Rewrite every line of the items below as a numbered list, skipping any blank lines and leaving the pictures out.

---------- Data extracts ----------

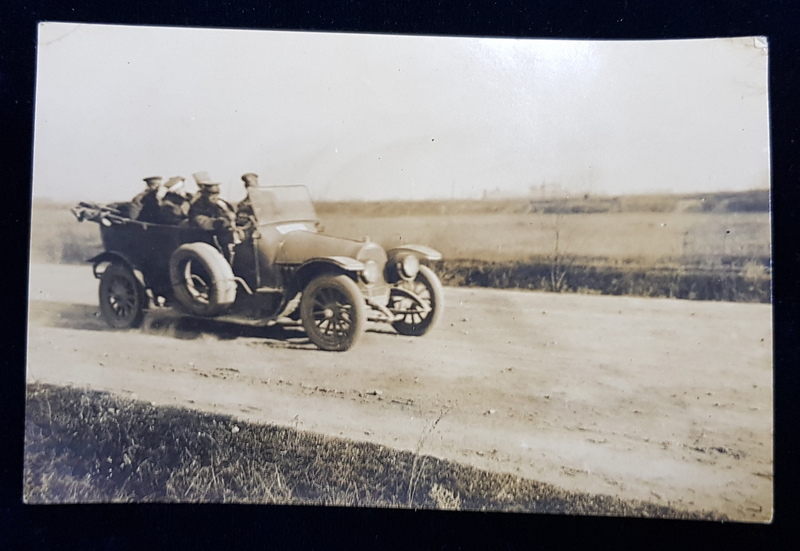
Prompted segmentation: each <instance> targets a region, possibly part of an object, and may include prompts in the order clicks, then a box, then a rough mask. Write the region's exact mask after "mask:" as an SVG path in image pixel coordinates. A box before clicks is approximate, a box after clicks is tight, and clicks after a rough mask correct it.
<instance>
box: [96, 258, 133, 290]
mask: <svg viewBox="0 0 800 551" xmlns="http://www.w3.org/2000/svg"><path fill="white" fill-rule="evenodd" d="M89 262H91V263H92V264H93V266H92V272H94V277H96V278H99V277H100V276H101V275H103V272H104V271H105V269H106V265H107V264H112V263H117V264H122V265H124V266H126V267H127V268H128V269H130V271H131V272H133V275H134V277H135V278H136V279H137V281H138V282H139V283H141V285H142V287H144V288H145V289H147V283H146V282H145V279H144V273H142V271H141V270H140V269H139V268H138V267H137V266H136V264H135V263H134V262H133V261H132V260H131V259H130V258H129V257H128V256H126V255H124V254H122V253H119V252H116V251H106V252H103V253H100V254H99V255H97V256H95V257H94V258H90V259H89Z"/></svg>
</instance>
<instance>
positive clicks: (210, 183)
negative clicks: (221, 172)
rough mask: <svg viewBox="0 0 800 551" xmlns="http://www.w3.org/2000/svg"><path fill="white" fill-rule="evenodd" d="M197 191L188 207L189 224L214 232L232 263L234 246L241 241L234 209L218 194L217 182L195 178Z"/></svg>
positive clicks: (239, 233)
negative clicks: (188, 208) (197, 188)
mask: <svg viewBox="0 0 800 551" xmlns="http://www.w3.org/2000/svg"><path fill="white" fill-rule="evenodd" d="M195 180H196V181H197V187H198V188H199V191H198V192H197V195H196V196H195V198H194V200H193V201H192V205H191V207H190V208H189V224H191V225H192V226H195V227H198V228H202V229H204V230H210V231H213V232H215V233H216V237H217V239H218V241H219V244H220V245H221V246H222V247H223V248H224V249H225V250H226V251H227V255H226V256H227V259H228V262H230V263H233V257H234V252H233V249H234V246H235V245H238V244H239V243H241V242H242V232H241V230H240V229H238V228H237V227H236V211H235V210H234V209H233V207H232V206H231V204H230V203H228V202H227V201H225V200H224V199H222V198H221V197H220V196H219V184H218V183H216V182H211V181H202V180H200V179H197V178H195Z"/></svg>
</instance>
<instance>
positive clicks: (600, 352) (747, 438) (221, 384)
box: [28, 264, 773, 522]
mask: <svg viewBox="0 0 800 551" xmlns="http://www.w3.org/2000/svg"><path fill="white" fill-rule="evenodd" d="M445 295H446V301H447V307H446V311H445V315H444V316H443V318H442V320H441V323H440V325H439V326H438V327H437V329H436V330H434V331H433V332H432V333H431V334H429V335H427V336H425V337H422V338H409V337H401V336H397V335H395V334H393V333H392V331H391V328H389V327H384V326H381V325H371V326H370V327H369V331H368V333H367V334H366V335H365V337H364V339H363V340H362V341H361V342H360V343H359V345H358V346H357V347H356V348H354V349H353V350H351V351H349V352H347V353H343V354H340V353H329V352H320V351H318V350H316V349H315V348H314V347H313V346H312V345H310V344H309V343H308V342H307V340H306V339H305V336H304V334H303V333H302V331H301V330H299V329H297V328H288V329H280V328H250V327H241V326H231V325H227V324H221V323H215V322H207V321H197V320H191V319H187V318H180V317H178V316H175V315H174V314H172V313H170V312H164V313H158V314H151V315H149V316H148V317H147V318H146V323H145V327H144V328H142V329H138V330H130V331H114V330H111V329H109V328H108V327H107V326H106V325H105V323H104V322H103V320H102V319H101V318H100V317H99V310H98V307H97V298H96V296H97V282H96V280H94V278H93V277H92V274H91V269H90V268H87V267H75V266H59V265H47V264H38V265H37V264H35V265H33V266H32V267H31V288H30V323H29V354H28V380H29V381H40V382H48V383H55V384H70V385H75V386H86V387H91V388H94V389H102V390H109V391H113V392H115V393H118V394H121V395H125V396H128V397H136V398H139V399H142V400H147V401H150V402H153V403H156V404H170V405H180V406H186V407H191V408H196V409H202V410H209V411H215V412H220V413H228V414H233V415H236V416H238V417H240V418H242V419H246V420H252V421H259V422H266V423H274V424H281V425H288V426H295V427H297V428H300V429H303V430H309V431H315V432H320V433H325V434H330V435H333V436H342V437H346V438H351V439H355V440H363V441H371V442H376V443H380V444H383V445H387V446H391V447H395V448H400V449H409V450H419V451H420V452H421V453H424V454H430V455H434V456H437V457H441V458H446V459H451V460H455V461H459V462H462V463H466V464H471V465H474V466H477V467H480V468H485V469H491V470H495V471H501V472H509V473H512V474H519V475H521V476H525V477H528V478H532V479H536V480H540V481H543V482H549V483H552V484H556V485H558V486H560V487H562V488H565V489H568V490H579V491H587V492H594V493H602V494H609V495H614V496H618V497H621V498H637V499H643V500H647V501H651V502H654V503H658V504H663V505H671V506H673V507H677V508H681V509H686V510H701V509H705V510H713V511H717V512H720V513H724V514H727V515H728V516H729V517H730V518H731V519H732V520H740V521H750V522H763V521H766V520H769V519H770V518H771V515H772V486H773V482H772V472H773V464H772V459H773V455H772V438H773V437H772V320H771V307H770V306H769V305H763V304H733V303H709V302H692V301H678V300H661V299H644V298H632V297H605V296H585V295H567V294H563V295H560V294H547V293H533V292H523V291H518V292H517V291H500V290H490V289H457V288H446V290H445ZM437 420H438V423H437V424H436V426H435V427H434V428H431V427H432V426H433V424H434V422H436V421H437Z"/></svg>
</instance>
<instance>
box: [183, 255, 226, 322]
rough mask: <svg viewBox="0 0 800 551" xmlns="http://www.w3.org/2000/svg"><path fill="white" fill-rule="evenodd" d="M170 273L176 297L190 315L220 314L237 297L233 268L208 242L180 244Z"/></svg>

----------

## Written answer
1. Prompted segmentation: each <instance> targets a region, possibly part of an object, and may include prompts in the order clicks, then a box, then a rough mask. Write the region's exact mask after "mask:" as an SVG path in image pixel coordinates. A box before clicks is approximate, a box after clicks is tight, and clicks after a rough mask correct it.
2. <instance>
3. box: [96, 258, 133, 290]
4. mask: <svg viewBox="0 0 800 551" xmlns="http://www.w3.org/2000/svg"><path fill="white" fill-rule="evenodd" d="M89 262H91V263H92V264H93V266H92V272H94V277H96V278H99V277H100V276H101V275H103V272H104V271H105V269H106V265H107V264H112V263H117V264H122V265H124V266H126V267H127V268H128V269H130V271H131V272H133V275H134V277H135V278H136V279H137V281H138V282H139V283H141V285H142V287H144V288H145V289H147V283H146V282H145V279H144V273H142V271H141V270H140V269H139V268H138V267H137V266H136V264H135V263H134V262H133V261H132V260H131V259H130V258H129V257H128V256H126V255H124V254H122V253H119V252H116V251H106V252H103V253H100V254H99V255H97V256H95V257H94V258H90V259H89Z"/></svg>
5. </instance>
6. <instance>
7. positive clicks: (210, 183)
8. negative clicks: (221, 172)
9. rough mask: <svg viewBox="0 0 800 551" xmlns="http://www.w3.org/2000/svg"><path fill="white" fill-rule="evenodd" d="M197 191L188 207L189 224L214 232L232 263L234 246L241 241L234 209L218 194L217 182L195 178Z"/></svg>
10. positive clicks: (239, 233)
11. negative clicks: (188, 208) (197, 188)
12. mask: <svg viewBox="0 0 800 551" xmlns="http://www.w3.org/2000/svg"><path fill="white" fill-rule="evenodd" d="M195 180H196V181H197V187H198V188H199V191H198V192H197V195H196V196H195V198H194V200H193V201H192V205H191V207H190V208H189V224H191V225H192V226H195V227H198V228H202V229H204V230H210V231H213V232H215V233H216V237H217V239H218V241H219V244H220V245H221V246H222V247H223V248H224V249H225V250H226V251H227V255H226V256H227V259H228V262H230V263H233V257H234V252H233V249H234V246H235V245H238V244H239V243H241V242H242V232H241V230H240V229H238V228H237V227H236V211H235V210H234V209H233V207H232V206H231V204H230V203H228V202H227V201H225V200H224V199H222V198H221V197H220V196H219V184H218V183H216V182H211V181H202V180H200V179H197V178H195Z"/></svg>
13. </instance>
14. <instance>
15. positive clicks: (600, 352) (747, 438) (221, 384)
16. box: [28, 264, 773, 522]
17. mask: <svg viewBox="0 0 800 551" xmlns="http://www.w3.org/2000/svg"><path fill="white" fill-rule="evenodd" d="M445 295H446V301H447V307H446V311H445V315H444V316H443V318H442V320H441V323H440V325H439V326H438V327H437V329H436V330H434V331H433V332H432V333H431V334H429V335H427V336H425V337H422V338H409V337H401V336H397V335H395V334H393V333H392V331H391V328H389V327H384V326H381V325H371V326H370V327H369V331H368V333H367V334H366V335H365V337H364V339H363V340H362V341H361V342H360V343H359V345H358V346H357V347H356V348H354V349H353V350H351V351H349V352H347V353H343V354H340V353H329V352H320V351H318V350H316V349H315V348H314V347H313V346H312V345H310V344H309V343H308V342H307V340H306V339H305V336H304V334H303V333H302V331H301V330H299V329H297V328H288V329H280V328H250V327H241V326H231V325H227V324H221V323H215V322H207V321H197V320H191V319H187V318H180V317H178V316H175V315H174V314H172V313H170V312H164V313H158V314H151V315H149V316H148V317H147V318H146V323H145V327H144V328H142V329H138V330H130V331H114V330H111V329H109V328H108V327H107V326H106V325H105V323H104V322H103V320H102V319H101V318H100V317H99V310H98V307H97V298H96V296H97V282H96V280H94V278H93V277H92V274H91V269H90V268H87V267H75V266H59V265H47V264H38V265H37V264H35V265H33V266H32V267H31V288H30V323H29V354H28V380H29V381H40V382H48V383H55V384H70V385H75V386H86V387H91V388H94V389H102V390H109V391H113V392H115V393H118V394H121V395H125V396H128V397H136V398H139V399H142V400H147V401H150V402H153V403H156V404H170V405H180V406H186V407H191V408H196V409H202V410H209V411H215V412H220V413H228V414H233V415H236V416H238V417H240V418H242V419H246V420H252V421H259V422H266V423H274V424H281V425H288V426H295V427H297V428H300V429H303V430H309V431H315V432H320V433H325V434H330V435H333V436H342V437H346V438H351V439H355V440H363V441H371V442H376V443H380V444H383V445H387V446H391V447H395V448H400V449H409V450H419V451H420V452H421V453H424V454H430V455H434V456H437V457H441V458H446V459H451V460H455V461H459V462H462V463H466V464H471V465H474V466H477V467H480V468H485V469H491V470H495V471H501V472H509V473H512V474H519V475H521V476H525V477H528V478H532V479H536V480H540V481H543V482H549V483H552V484H556V485H558V486H560V487H562V488H565V489H568V490H579V491H587V492H594V493H602V494H609V495H614V496H618V497H621V498H637V499H643V500H647V501H651V502H654V503H658V504H663V505H671V506H673V507H677V508H681V509H686V510H701V509H705V510H713V511H717V512H720V513H724V514H727V515H728V516H729V517H730V518H731V519H732V520H740V521H750V522H763V521H766V520H769V519H770V518H771V515H772V486H773V482H772V472H773V464H772V459H773V455H772V438H773V437H772V320H771V307H770V306H769V305H763V304H733V303H709V302H692V301H678V300H661V299H644V298H632V297H605V296H585V295H567V294H563V295H560V294H547V293H533V292H523V291H518V292H517V291H500V290H490V289H457V288H446V290H445ZM437 420H438V423H437V424H436V426H435V427H434V428H431V427H432V426H433V424H434V422H436V421H437Z"/></svg>
18. </instance>
19. <instance>
20. box: [183, 255, 226, 322]
21. rough mask: <svg viewBox="0 0 800 551" xmlns="http://www.w3.org/2000/svg"><path fill="white" fill-rule="evenodd" d="M170 273L176 297L190 315L220 314L237 297L233 268L208 242L180 244Z"/></svg>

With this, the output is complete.